== Text provided ==

Tutorial #3: Brains#
Spark defines a very special module called spark.nn.Brain, this module has the sole purpose of constructing and running complex models. Moreover, this is where some of the optimizations that allow Spark’s models to run extremely fast happens.
It all starts with the observation that Spiking Neural Networks are dynamical models and, a few ideas down the line, we may think of computation as flows of information. Critically, flows are not immediate, this allows us to queue every single module contained in Brain for parallel update at the expense of a slightly larger memory footprint and a small latency; most neural models already incorporate delays anyway, what is another one extra timestep more!.
Although, we expect most of the models being built through the (spoiler alert) Graph Editor utility. It may be worth to it to explain at least once how construct a Brain through code. As any other Module, Brain also expect a configuration class, which has three key components.
Module maps, which contains a description of the modules.

===

Exercises:
A: Check each statement against the Brain tutorial and answer yes or no, quoting the words from it that settle the point: (i) Brain's configuration class has three key components. (ii) Flows of information in the model are immediate. (iii) Queuing modules for parallel update costs a slightly larger memory footprint.
B: Resume the Brain tutorial right after its last sentence, in the same style.
You won't need the rows for anything here.

== Entries supplied ==

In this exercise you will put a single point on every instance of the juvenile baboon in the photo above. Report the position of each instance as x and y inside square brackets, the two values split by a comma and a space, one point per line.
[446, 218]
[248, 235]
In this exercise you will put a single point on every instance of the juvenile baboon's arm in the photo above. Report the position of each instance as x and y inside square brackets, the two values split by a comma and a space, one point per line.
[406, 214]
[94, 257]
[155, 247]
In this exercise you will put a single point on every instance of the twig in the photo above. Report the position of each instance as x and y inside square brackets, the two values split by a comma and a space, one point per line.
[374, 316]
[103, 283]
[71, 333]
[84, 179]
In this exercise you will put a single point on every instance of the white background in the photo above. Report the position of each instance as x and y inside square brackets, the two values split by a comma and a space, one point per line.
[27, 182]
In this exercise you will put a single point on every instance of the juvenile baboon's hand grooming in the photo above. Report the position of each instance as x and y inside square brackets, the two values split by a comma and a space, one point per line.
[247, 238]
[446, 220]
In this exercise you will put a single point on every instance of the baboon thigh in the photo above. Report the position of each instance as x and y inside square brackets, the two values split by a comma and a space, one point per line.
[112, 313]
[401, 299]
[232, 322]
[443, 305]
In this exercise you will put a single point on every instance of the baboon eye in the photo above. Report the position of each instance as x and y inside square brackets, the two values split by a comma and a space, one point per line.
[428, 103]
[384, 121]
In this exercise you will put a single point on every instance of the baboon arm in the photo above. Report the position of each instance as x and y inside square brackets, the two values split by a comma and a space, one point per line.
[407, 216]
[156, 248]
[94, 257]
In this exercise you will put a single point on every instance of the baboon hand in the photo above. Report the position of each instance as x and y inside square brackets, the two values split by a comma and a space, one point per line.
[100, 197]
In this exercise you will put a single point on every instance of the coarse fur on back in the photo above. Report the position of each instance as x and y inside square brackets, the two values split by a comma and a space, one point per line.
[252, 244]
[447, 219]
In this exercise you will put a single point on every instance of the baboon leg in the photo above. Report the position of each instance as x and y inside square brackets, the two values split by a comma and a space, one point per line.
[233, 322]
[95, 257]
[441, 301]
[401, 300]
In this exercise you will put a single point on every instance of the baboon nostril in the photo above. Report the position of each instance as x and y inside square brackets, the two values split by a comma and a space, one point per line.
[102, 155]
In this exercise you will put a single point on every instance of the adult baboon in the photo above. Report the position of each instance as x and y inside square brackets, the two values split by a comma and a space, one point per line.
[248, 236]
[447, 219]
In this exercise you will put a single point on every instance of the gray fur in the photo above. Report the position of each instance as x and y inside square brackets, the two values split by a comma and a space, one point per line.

===

Task-by-task results:
A:
(i) Yes: "which has three key components."
(ii) No: "Critically, flows are not immediate."
(iii) Yes: "at the expense of a slightly larger memory footprint and a small latency."

B:
Input maps, which contains a description of how to map brain inputs to modules.
Output maps, which contains a description of how to module outputs to brain outputs.
Let’s start with a simple Brain that can interact with a Gym virtual environment called “CartPole”, which is a classic scenario in the RL community.
The first thing we need is a way to transform the continuous signals from the virtual environment to a spiking signal. We can use spark.nn.interfaces.TopologicalLinearSpiker which is a simple mapper that can be used to preserve some simple topological properties of the input data. Instead of instantiating the module directly, we need to create a specification of this module for the brain. This is constructed through spark.ModuleSpecs. This object expects a few inputs: a name for the module, the module we want to create, its associated configuration class and an input map.
# Imports
import spark
import jax.numpy as jnp
# Define spiker specs.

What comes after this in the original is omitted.